• [Text section]
_ _ _ _ _ _ _
From: "Thomas Hellström" <thomas.hellstrom@linux.intel.com>
To: intel-xe@lists.freedesktop.org
Subject: [Intel-xe] [PATCH v2 1/2] drm/xe: Invalidate TLB also on bind if in scratch page mode
Date: Fri, 9 Jun 2023 10:58:39 +0200 [thread overview]
Message-ID: <20230609085840.114729-2-thomas.hellstrom@linux.intel.com> (raw)
In-Reply-To: <20230609085840.114729-1-thomas.hellstrom@linux.intel.com>
For scratch table mode we need to cover the case where a scratch PTE might
have been pre-fetched and cached and used instead of that of the newly
bound vma.
For compute vms, invalidate TLB globally using GuC before signalling
bind complete. For !long-running vms, invalidate TLB at batch start.
Also document how TLB invalidation works.
v2:
- Fix a pointer to the comment about TLB invalidation (Jose Souza).
- Add a bool to the vm whether we want to invalidate TLB at batch start.
- Invalidate TLB also on BCS- and video engines at batch start where
needed.
- Use BIT() macro instead of explicit shift.
_ _ _ _ _ _ _
• [Given data]

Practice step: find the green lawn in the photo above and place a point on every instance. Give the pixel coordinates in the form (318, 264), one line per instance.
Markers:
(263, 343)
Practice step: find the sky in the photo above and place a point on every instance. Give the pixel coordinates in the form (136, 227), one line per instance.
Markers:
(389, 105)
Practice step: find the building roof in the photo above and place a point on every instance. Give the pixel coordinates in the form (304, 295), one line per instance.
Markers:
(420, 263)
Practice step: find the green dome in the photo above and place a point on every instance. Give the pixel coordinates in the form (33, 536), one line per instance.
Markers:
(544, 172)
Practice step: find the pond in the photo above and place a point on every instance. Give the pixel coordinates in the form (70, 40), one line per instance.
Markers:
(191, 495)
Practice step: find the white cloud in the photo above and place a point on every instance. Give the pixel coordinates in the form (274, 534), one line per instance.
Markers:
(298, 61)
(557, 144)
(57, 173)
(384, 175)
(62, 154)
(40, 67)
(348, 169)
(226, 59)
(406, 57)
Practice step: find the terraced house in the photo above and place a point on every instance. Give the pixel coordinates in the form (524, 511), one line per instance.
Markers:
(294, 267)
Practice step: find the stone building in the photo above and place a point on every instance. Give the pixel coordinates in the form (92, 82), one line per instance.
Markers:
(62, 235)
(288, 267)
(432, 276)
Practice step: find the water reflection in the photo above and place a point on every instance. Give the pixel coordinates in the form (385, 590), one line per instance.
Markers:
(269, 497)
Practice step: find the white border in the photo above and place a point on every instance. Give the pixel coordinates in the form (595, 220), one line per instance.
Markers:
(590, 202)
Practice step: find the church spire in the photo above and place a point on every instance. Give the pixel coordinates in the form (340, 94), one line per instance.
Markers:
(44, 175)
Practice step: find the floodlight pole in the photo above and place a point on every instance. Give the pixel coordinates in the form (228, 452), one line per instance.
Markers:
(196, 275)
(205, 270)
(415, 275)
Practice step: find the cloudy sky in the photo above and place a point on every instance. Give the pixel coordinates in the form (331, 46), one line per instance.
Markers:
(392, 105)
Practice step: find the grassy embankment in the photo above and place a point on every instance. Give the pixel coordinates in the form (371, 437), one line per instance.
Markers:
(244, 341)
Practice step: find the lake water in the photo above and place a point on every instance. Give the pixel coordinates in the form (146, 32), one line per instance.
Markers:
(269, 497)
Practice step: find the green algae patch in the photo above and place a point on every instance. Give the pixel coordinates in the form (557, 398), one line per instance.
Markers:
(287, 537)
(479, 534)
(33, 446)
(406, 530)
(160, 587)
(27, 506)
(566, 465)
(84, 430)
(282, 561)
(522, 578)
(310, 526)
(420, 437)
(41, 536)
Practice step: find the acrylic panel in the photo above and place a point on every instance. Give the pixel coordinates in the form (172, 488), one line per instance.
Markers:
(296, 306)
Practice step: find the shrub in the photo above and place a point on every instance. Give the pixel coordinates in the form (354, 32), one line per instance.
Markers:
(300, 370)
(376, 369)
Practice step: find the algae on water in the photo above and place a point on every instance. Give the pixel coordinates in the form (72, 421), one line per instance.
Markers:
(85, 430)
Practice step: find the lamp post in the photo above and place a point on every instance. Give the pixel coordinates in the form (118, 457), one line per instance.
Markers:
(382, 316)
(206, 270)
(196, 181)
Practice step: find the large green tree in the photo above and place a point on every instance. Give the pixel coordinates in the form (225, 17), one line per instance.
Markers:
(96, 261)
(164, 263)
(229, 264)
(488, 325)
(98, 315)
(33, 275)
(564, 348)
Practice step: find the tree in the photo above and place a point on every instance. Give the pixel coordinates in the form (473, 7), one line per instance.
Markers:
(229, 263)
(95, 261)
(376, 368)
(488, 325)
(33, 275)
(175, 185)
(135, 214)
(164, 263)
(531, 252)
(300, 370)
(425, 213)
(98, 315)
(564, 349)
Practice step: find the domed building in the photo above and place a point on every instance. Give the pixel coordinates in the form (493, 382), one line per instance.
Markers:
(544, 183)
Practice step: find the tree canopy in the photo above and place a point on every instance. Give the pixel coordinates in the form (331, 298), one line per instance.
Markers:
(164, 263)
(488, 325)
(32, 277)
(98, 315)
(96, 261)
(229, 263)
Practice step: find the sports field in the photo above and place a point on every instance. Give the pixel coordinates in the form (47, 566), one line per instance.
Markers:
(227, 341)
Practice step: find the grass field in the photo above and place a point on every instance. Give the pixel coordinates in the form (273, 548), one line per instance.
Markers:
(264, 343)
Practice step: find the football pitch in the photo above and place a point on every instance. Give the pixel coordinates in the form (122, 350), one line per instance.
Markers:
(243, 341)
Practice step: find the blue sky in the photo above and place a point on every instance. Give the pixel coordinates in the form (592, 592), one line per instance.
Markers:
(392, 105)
_ _ _ _ _ _ _
• [Requests]
(1) Using the patch message, decide whether each statement agrees with it, answering yes or no and quoting the words that decide it: (a) For compute vms, the TLB is invalidated at batch start. (b) Version 2 uses the BIT() macro instead of an explicit shift. (c) Version 2 adds a bool to the vm.
(2) Render this sentence from the patch message in Spanish: "Also document how TLB invalidation works."
(3) In the patch message, who is credited with the fix to a pointer to the comment about TLB invalidation?
The material that comes after the patch message is separate from it.

• [Exercise results]
(1)
(a) No: "For compute vms, invalidate TLB globally using GuC before signalling bind complete."
(b) Yes: "Use BIT() macro instead of explicit shift."
(c) Yes: "Add a bool to the vm whether we want to invalidate TLB at batch start."

(2) Documentar también cómo funciona la invalidación de la TLB.

(3) Jose Souza.